*** DATASET EXCERPTS

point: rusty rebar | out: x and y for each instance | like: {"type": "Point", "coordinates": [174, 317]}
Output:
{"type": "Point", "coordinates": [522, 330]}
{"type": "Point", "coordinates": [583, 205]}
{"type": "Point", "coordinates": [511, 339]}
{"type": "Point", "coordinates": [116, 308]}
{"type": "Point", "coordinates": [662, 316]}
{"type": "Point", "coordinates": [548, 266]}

******

_TO DO:_ Reproduce the listing verbatim.

_YOUR SOLUTION:_
point: rusty rebar | out: x and y for each instance | like: {"type": "Point", "coordinates": [174, 317]}
Output:
{"type": "Point", "coordinates": [522, 330]}
{"type": "Point", "coordinates": [583, 205]}
{"type": "Point", "coordinates": [511, 339]}
{"type": "Point", "coordinates": [116, 308]}
{"type": "Point", "coordinates": [662, 316]}
{"type": "Point", "coordinates": [548, 266]}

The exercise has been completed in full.